▸ Given task
Write out in full the items from the line containing "Spot every instance of the shadow" through the end of the items, both ends included, and shift every numeric pixel coordinate by -28.

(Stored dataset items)

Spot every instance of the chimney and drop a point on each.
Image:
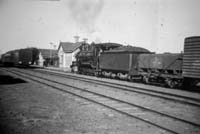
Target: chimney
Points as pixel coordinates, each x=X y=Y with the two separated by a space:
x=85 y=40
x=76 y=38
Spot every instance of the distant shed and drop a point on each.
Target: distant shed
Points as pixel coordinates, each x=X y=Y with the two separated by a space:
x=67 y=52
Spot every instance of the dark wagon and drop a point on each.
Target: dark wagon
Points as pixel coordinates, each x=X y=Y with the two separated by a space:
x=121 y=62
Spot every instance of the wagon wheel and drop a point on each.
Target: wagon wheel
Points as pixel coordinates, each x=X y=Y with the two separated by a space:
x=171 y=83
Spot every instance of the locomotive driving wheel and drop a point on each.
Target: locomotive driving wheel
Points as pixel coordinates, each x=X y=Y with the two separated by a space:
x=171 y=83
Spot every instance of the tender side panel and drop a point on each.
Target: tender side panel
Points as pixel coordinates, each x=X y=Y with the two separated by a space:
x=160 y=61
x=114 y=61
x=191 y=58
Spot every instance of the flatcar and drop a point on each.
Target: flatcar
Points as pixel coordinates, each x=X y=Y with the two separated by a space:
x=136 y=63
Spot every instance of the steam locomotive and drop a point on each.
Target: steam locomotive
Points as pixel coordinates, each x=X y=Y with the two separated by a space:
x=20 y=57
x=136 y=63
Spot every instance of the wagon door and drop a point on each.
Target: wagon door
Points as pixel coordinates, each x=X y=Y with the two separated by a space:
x=133 y=64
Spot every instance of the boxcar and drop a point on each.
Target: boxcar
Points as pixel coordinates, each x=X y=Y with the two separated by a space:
x=164 y=67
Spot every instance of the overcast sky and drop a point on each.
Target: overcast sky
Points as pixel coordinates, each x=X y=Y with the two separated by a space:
x=158 y=25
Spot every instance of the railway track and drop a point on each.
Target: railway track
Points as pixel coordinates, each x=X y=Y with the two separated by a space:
x=164 y=95
x=152 y=117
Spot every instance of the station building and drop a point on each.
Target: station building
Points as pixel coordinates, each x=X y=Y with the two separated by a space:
x=67 y=53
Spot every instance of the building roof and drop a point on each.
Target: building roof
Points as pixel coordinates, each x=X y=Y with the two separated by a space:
x=47 y=53
x=129 y=49
x=69 y=47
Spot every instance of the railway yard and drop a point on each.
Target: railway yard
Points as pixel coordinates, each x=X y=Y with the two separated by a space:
x=49 y=101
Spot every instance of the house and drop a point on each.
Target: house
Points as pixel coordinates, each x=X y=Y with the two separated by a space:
x=67 y=53
x=48 y=57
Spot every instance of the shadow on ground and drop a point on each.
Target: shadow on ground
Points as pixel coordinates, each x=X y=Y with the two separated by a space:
x=7 y=79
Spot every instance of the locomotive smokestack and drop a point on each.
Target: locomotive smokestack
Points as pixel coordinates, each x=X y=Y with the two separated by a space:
x=85 y=40
x=76 y=38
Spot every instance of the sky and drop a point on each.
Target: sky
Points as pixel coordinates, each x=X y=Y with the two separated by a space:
x=157 y=25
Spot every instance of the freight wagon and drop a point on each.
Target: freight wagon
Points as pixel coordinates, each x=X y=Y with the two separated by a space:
x=161 y=68
x=23 y=57
x=121 y=62
x=130 y=63
x=191 y=61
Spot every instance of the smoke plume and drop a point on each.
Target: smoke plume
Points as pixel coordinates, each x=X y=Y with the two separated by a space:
x=85 y=13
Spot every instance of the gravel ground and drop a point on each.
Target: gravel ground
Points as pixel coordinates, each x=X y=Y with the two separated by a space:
x=31 y=108
x=183 y=111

▸ Exercise answer
Spot every instance of the shadow on ground and drop a point on each.
Target: shadow on ground
Points as pixel coordinates, each x=X y=Y with the two separated by a space:
x=-21 y=51
Spot every instance of the locomotive smokestack and drop a point on each.
Target: locomotive smokestack
Points as pixel coordinates, each x=X y=Y with the two separated by a space:
x=57 y=12
x=48 y=10
Spot every instance of the sky and drop a point on each.
Target: sky
Points as pixel coordinates, each x=X y=Y with the two separated by a space:
x=129 y=-3
Spot every instance of the freight wagon and drop a point on each.
Target: freight wagon
Points as pixel coordinates, each x=X y=Y with the two separated by a space:
x=133 y=40
x=-5 y=29
x=93 y=34
x=102 y=35
x=163 y=33
Spot every instance of the smoke plume and drop a point on each.
Target: smoke plume
Points as pixel coordinates, each x=X y=Y with the two separated by a space:
x=57 y=-15
Spot every instance of the gravel ground and drop a point on each.
Target: gravel ground
Points as pixel coordinates, each x=X y=Y with the two separated by a space:
x=3 y=80
x=155 y=83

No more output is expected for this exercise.